Victoria was comparatively quiet during autumn. Spot prices remain high in a historical context with the period from 1 April to 30 June averaging $94.92/MWh – more than $10.00/MWh higher than New South Wales over the same period.

Victoria use to enjoy an abundance of cheap generation from their brown coal generators however have seen more imports from South Australia and New South Wales since the closure of Hazelwood Power Station. Victoria has an old fleet of highly polluting power stations and need an orderly transition to avoid suffering intermittent issues seen in South Australia.

Tasmania continues to manage their dam levels to avoid the constraints on local manufacturing plant which was experienced during the last extended outage on Basslink. There was trouble on the interconnector again with no flow between 24 March 2018 and 5 June 2018 following an accident during maintenance. The highly specialised nature of the underseas cable means that parts take a long time to procure and then be installed. Overall the state managed to supply electricity throughout the period. The reliability of Basslink is a further cause for concern as Tasmania is trying to become the “battery of the nation” by using its abundant pumped storage hydro sites to effectively store energy while there is excess renewable generation and produce electricity when there is less renewable generation being produced. If the electricity cannot be reliably transferred in and out of Tasmania, the investment decision is less attractive.

South Australia had more price periods affected by market intervention during May 2018 than any other time in the past.
More than half (61%) of the time, the prices were affected by directions from AEMO.

Some of this is due to Pelican Point coming off 23 April 2018 and not returning until 23 May 2018. An intervention price occurs when AEMO has directed a participant (typically a generator) to dispatch in a different way to its bidding. This was typically used to direct a gas or diesel power station to operate through periods where the owner expected it to not be commercially viable to operate. This was done to strengthen the grid by securing sufficient synchronous generation remains online at all times. AEMO then calculates how the market would have settled if they hadn’t issued the direction. This calculation doesn’t take into account the fact that bidding may have been different if the direction hadn’t been issued. Participants could have chosen to turn on voluntarily or wait for higher prices. As such, this will distort the pricing signal provided in the market. Even though spot prices tend to be lower during these directions, participants that are directed are entitled to compensation which is ultimately paid for by the consumers. When the price signal is taken out of the spot market and put directly onto retailers (who pass the costs on), there is little incentive to solve the issue. The total amount of interventions have increased dramatically as the system is getting weaker however it also seems to be part of a new direction from AEMO. To put the number of interventions into context, there were roughly 20 times more intervention periods in May 2018 (5,451) than the 10 years prior (228) to the appointment of the CEO Audrey Zibelman.

Figure 1: Number of prices affected by intervention from AEMO

If the intervention continues, the spot prices will remain lower however the cost to the consumers could increase.

--- YOUR TASK ---
Type out the part of the electricity market passage above between "Victoria was comparatively" and "the same period.", inclusive, word for word.

--- GIVEN INFORMATION ---
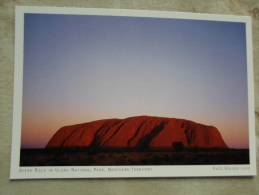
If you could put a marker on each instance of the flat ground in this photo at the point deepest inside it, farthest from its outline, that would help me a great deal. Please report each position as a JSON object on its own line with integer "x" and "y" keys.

--- FINISHED TASK ---
Victoria was comparatively quiet during autumn. Spot prices remain high in a historical context with the period from 1 April to 30 June averaging $94.92/MWh – more than $10.00/MWh higher than New South Wales over the same period.